● **Work to complete**
Please gather each line of the listing below that contains the string "trunk" and copy those lines in full. The match is case-sensitive.

Excerpts from point annotation data
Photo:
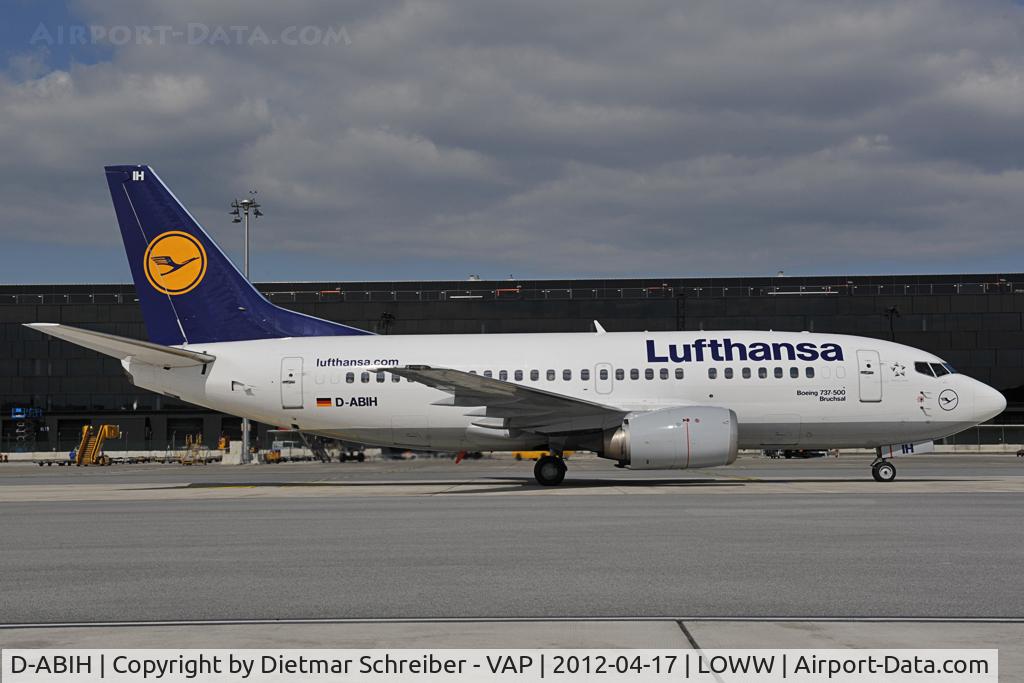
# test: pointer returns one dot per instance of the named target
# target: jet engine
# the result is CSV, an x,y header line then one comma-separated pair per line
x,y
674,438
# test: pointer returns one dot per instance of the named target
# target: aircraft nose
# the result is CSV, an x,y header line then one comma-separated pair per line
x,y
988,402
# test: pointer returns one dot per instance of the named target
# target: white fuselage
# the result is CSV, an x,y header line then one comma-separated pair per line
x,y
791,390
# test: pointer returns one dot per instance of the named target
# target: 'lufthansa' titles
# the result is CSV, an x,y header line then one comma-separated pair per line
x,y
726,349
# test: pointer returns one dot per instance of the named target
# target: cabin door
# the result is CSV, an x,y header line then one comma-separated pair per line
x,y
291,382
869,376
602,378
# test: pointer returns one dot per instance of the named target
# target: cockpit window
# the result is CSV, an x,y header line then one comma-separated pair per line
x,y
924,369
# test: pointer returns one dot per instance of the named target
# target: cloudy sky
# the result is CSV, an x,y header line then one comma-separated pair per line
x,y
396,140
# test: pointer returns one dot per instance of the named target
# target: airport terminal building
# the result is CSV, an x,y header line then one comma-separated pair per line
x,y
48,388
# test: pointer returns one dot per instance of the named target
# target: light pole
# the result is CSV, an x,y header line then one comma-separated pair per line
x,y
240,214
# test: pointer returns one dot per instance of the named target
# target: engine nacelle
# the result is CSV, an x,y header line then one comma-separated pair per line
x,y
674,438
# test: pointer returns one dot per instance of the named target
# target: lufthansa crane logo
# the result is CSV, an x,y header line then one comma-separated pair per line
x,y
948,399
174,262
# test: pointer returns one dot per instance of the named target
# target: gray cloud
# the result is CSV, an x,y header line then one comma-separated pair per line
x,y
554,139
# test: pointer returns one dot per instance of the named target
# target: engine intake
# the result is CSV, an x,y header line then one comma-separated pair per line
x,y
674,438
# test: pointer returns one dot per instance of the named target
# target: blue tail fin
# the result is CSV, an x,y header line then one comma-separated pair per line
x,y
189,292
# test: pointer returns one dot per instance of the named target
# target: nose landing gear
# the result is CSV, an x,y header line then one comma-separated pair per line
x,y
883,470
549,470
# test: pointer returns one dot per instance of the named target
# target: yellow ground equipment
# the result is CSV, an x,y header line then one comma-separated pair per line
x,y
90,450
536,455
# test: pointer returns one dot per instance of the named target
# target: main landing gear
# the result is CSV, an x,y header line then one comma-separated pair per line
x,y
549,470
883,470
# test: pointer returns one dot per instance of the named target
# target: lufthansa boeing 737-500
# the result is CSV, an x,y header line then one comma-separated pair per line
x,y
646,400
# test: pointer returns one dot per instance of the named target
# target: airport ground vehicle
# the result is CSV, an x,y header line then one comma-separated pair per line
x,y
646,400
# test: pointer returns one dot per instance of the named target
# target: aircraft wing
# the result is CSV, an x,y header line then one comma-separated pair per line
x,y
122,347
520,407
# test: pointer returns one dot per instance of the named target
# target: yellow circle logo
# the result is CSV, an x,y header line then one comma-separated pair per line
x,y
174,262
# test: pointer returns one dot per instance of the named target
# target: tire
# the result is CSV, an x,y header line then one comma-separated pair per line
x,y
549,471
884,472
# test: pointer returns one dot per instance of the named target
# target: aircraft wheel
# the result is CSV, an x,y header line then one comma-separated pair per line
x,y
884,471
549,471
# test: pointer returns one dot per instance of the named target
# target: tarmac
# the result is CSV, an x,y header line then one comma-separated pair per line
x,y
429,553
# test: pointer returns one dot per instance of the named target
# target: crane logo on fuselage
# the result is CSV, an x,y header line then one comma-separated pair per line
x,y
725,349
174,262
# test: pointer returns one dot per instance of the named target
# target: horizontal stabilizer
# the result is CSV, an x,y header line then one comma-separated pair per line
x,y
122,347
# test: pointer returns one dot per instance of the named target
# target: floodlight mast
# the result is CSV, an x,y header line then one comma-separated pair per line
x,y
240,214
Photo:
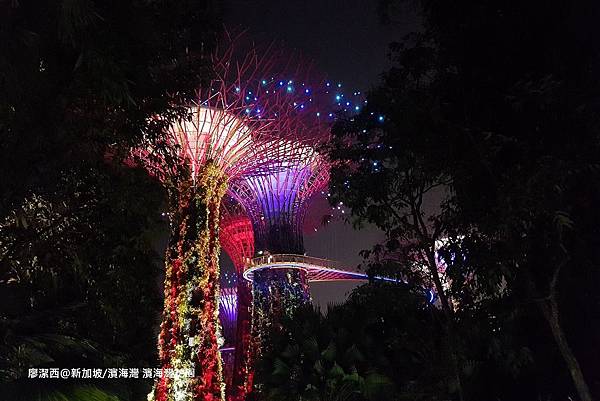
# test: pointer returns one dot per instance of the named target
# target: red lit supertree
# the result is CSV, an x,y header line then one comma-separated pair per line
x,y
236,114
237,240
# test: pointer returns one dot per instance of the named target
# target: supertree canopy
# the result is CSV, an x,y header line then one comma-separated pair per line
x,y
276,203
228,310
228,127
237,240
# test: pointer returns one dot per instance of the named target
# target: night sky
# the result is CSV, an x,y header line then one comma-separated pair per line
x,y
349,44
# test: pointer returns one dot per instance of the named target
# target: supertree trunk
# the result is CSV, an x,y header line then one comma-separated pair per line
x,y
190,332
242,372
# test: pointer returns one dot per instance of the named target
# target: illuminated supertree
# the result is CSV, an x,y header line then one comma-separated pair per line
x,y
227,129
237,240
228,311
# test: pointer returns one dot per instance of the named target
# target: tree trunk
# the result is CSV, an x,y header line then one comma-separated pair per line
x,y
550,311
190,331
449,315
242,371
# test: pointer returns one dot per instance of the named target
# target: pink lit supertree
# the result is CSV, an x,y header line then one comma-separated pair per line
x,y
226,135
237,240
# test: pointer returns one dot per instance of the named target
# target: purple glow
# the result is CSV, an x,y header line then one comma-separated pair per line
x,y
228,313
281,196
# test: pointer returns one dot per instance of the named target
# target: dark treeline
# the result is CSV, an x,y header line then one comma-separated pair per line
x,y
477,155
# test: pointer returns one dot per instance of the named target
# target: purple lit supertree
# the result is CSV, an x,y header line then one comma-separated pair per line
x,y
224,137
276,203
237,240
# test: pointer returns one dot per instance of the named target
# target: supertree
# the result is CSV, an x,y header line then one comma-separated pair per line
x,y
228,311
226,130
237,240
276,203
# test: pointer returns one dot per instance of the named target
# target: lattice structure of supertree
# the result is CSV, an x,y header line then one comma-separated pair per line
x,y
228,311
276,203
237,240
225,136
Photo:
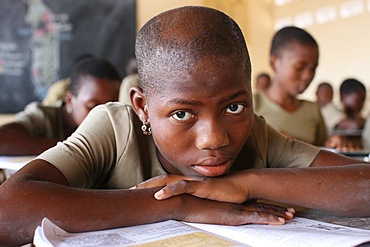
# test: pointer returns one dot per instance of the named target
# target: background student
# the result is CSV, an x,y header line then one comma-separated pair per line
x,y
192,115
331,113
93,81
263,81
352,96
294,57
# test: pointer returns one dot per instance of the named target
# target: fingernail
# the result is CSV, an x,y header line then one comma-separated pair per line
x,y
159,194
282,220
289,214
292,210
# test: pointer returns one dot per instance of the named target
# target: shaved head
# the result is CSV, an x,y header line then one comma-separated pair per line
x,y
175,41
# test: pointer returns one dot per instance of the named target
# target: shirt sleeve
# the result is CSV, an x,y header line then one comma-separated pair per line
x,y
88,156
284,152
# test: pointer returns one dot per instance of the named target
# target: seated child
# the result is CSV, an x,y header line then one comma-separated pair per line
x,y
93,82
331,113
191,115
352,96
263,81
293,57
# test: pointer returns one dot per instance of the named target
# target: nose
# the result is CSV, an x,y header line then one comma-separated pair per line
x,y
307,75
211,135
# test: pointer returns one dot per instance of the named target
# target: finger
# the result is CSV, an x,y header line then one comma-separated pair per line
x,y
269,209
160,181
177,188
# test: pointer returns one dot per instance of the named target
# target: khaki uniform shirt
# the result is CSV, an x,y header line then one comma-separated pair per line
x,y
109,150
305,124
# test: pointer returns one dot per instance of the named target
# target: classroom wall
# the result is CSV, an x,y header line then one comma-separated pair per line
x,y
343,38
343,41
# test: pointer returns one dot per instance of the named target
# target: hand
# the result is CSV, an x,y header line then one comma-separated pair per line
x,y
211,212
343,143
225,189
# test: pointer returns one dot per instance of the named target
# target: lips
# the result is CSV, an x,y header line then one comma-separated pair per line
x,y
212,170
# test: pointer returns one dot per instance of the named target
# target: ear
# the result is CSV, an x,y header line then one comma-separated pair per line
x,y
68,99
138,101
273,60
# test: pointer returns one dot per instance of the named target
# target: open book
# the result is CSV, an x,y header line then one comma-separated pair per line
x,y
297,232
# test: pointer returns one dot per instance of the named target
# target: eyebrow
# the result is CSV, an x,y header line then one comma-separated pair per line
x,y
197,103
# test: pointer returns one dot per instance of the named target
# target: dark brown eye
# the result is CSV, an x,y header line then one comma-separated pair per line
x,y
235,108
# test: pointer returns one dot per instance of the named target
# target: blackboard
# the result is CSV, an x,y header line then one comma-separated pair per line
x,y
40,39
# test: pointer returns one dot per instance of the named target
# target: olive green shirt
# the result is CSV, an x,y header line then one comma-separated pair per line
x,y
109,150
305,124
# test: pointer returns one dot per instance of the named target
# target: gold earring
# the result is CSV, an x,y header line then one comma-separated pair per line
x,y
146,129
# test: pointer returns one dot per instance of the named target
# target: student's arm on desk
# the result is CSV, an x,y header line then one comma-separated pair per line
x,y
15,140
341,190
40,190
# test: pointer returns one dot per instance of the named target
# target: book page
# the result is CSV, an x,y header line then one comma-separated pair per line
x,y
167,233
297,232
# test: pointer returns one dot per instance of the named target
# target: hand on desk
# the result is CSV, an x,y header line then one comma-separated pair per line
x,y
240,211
* * *
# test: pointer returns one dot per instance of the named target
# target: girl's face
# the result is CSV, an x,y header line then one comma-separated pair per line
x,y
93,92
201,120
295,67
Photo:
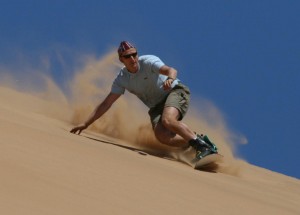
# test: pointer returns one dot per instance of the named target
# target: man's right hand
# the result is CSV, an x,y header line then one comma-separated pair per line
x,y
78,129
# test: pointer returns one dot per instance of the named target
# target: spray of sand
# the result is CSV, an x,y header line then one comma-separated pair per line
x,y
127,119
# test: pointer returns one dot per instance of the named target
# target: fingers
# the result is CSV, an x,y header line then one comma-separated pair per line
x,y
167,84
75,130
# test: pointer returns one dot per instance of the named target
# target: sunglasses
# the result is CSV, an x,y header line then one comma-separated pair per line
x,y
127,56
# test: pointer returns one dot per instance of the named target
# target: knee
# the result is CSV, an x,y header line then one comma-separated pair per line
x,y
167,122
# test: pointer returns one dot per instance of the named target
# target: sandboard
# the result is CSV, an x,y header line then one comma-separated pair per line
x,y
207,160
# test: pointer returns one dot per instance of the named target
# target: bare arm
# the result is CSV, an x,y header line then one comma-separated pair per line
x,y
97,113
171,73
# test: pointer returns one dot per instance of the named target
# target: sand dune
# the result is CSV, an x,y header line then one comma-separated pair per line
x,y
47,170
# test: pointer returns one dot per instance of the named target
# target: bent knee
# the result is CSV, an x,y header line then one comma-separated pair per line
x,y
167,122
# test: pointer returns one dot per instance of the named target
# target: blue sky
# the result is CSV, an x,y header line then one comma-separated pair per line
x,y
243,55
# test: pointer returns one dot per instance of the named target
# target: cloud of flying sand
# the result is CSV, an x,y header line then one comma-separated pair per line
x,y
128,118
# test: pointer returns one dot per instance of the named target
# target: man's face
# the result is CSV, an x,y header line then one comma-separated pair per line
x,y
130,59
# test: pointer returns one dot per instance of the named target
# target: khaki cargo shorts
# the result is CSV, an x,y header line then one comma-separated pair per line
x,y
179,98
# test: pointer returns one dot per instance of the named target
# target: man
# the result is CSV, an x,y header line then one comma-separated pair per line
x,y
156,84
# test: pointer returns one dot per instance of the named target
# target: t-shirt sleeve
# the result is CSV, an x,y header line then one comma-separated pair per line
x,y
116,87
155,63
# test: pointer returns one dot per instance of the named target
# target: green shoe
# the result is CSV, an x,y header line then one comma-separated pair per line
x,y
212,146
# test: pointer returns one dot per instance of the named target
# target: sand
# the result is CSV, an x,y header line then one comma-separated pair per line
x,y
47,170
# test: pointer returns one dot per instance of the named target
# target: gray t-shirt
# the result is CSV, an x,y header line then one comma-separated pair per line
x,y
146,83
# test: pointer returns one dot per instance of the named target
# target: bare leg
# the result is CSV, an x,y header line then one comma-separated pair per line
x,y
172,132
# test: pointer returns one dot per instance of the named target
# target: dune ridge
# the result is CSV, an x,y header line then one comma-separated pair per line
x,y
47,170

● **Solution to this exercise**
# target: supertree trunk
# target: tree trunk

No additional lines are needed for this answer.